This is all great info. Thank you.

-----Original Message-----
From: owner-pygame-us...@seul.org [mailto:owner-pygame-us...@seul.org] On 
Behalf Of Sam Bull
Sent: Friday, February 17, 2012 3:17 PM
To: pygame-users@seul.org
Subject: RE: [pygame] Substantial Lag

On Mon, 2012-02-13 at 02:37 -0600, Ryan Strunk wrote:
> If clock can force my program to run at a desired speed, how do I 
> program it to do so? Do I use clock.tick at a certain framerate, for 
> instance?

[Sent from wrong address, so re-posting]

Clock.tick(fps) effectively sleeps your program to keep it running at a desired 
framerate. So, if you run clock.tick(10), it would try to maintain 10 fps, by 
sleeping your program for upto 100ms. If the last call to clock.tick() was 10ms 
earlier, meaning it's taken your code 10ms to run a frame, then it will sleep 
your program for 90ms, in order to regulate it at 10 fps.

========================================================================

Task list »
• a. Using the mailing-list message, state whether each statement agrees with it: (i) Running clock.tick(10) tries to maintain 10 fps. (ii) The reply from Sam Bull was sent on a Monday. (iii) If a frame took 10ms to run, the program is slept for 90ms. Answer yes or no for each, quoting the words that decide it.
• b. Please translate this sentence from the mailing-list message into Spanish: "Clock.tick(fps) effectively sleeps your program to keep it running at a desired framerate."
• c. Update the passage of the mailing-list message from "Clock.tick(fps) effectively sleeps" to "it at 10 fps.", replacing "program" with "game".

========================================================================

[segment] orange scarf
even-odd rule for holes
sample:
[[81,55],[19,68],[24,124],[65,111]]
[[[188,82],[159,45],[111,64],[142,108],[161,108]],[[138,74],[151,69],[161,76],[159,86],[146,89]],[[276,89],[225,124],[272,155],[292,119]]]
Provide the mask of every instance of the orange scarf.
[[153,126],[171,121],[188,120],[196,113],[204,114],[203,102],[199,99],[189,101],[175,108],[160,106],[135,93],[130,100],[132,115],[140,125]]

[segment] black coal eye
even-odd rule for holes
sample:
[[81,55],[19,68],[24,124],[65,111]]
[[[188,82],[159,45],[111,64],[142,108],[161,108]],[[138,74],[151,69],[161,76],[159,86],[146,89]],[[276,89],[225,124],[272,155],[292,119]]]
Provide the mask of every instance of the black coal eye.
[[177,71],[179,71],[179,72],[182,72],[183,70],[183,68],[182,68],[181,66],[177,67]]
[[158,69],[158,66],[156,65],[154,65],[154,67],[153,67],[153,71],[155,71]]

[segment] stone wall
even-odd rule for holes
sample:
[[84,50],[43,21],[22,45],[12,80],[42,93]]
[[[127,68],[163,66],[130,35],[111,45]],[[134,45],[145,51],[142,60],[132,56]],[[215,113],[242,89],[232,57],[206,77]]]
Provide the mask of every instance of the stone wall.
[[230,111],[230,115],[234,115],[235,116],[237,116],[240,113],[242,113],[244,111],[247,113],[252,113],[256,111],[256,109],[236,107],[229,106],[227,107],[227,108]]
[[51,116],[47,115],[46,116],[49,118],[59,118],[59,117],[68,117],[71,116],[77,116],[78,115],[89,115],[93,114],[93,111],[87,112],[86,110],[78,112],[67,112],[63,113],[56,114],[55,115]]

========================================================================

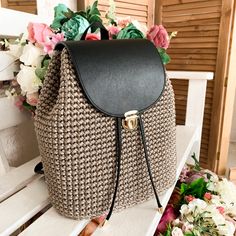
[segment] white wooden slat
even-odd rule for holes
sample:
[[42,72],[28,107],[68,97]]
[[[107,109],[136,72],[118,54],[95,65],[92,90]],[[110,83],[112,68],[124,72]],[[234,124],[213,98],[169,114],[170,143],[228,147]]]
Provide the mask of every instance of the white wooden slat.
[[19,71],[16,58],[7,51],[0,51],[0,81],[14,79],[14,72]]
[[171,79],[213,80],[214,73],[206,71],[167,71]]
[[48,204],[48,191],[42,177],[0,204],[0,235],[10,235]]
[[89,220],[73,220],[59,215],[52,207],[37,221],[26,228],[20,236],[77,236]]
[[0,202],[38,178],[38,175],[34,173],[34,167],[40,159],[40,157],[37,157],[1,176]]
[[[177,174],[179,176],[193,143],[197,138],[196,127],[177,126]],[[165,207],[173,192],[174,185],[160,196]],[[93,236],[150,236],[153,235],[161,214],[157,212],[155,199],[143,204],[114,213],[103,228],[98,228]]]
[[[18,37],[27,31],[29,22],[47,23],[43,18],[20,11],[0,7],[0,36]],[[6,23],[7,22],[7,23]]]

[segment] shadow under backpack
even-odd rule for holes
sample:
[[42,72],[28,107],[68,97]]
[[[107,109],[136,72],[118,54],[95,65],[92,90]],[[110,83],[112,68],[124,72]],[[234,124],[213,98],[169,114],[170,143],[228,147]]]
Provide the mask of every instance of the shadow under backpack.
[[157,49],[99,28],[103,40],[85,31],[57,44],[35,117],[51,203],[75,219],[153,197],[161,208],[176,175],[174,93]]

========================================================================

Results by task »
• a.
(i) Yes: "if you run clock.tick(10), it would try to maintain 10 fps"
(ii) No: "Sent: Friday, February 17, 2012 3:17 PM"
(iii) Yes: "then it will sleep your program for 90ms"

• b. Clock.tick(fps) en efecto pone a dormir tu programa para mantenerlo funcionando a la tasa de fotogramas deseada.

• c.
Clock.tick(fps) effectively sleeps your game to keep it running at a desired 
framerate. So, if you run clock.tick(10), it would try to maintain 10 fps, by 
sleeping your game for upto 100ms. If the last call to clock.tick() was 10ms 
earlier, meaning it's taken your code 10ms to run a frame, then it will sleep 
your game for 90ms, in order to regulate it at 10 fps.